WORK INSTRUCTION
Return the full listing unchanged, apart from leaving out its images.

MATERIAL PROVIDED
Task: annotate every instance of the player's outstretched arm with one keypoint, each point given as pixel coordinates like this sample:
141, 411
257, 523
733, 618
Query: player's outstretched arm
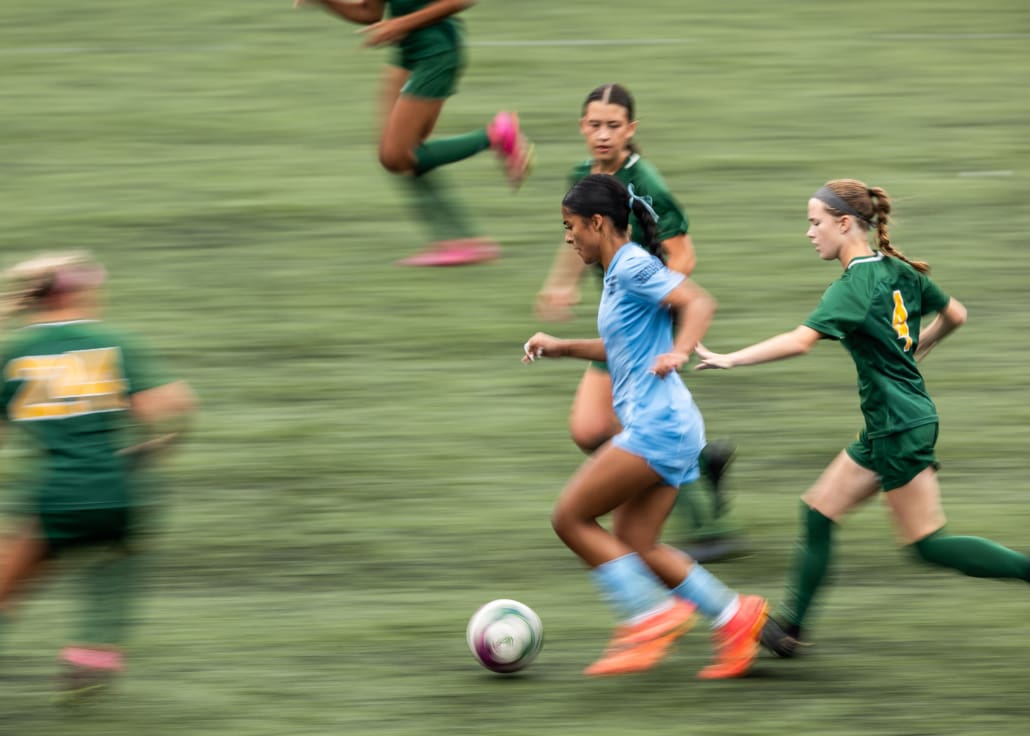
542, 345
165, 411
364, 12
560, 291
395, 29
948, 320
786, 345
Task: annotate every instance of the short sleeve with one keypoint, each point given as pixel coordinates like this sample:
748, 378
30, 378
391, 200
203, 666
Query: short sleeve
839, 311
647, 279
672, 219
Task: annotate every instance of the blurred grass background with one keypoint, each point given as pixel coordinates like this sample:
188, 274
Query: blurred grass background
373, 462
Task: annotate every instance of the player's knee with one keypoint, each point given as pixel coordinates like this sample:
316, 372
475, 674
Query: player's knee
589, 437
396, 161
562, 521
931, 550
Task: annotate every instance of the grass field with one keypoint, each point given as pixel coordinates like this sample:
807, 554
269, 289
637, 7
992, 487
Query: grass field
373, 462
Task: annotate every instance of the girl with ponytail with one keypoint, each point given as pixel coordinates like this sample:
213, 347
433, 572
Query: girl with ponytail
877, 311
655, 589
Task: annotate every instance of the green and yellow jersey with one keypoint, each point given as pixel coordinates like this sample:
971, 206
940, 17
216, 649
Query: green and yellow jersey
876, 309
67, 386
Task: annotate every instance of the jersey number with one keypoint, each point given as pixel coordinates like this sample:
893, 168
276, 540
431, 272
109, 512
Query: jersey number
900, 320
67, 385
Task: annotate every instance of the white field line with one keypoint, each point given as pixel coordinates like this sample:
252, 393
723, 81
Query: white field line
9, 50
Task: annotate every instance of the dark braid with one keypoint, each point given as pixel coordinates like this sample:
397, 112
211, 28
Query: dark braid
604, 195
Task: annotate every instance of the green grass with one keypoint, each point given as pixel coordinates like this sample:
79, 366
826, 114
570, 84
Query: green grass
373, 462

EXERCISE OUTPUT
Task: annotate every instance of the player's outstretched arm with one keypoint, each point given as pixel coordinates like this sample:
141, 411
257, 523
733, 618
Query: player's outstretched arm
542, 345
165, 411
364, 12
560, 291
395, 29
948, 320
786, 345
Task: annotate every instance of the short sleeve with one keypoint, each point given as pixel coordinates like this sample:
748, 378
30, 378
391, 200
203, 666
Query: short sleeve
839, 311
647, 279
672, 219
Task: annotate every instance of the blurred grass background with one keypoint, each point given as pixel coordinates like this sample:
188, 274
Query: blurred grass background
373, 462
Task: annotate every instance of the player's knee with one keypoint, each point given as pixel coordinates like this sample:
316, 372
475, 674
Query: player's knee
589, 437
396, 161
562, 521
931, 550
Task: annotate every instance of the grass field with one keypoint, each point given as pixel coordinates like this sample:
807, 554
269, 289
637, 7
992, 487
Query: grass field
373, 462
Task: annotate every instance of the girl with ponytail with one keypoint, each point given as pixel coordinates like this sample:
213, 347
433, 572
Query: girl with ponytail
877, 311
655, 589
Task: annotate every instance of the green and yellow jersey with one keypoint, each point given as pixel coordinates like this sample:
971, 206
940, 17
216, 649
Query: green and yellow jersey
876, 309
67, 386
Task: annotate every instance of the jersey number with one keypoint, each point given as pixel coordinates like this sample:
893, 168
276, 540
431, 272
109, 512
Query: jersey number
900, 320
67, 385
Task: annotate every instance of the white field line with one keypoint, each point given as pixel coordinates like this sample:
252, 393
723, 81
Query: white field line
9, 50
Task: annotate every instance of the dark braid with one keypoint, each point given as pixel coordinates like this sample:
397, 112
211, 28
Query: dark braid
604, 195
Task: annotate every instance of the green grass with one keypoint, each point given as pixel coordinates like this sample:
79, 366
826, 114
570, 84
Query: green grass
373, 462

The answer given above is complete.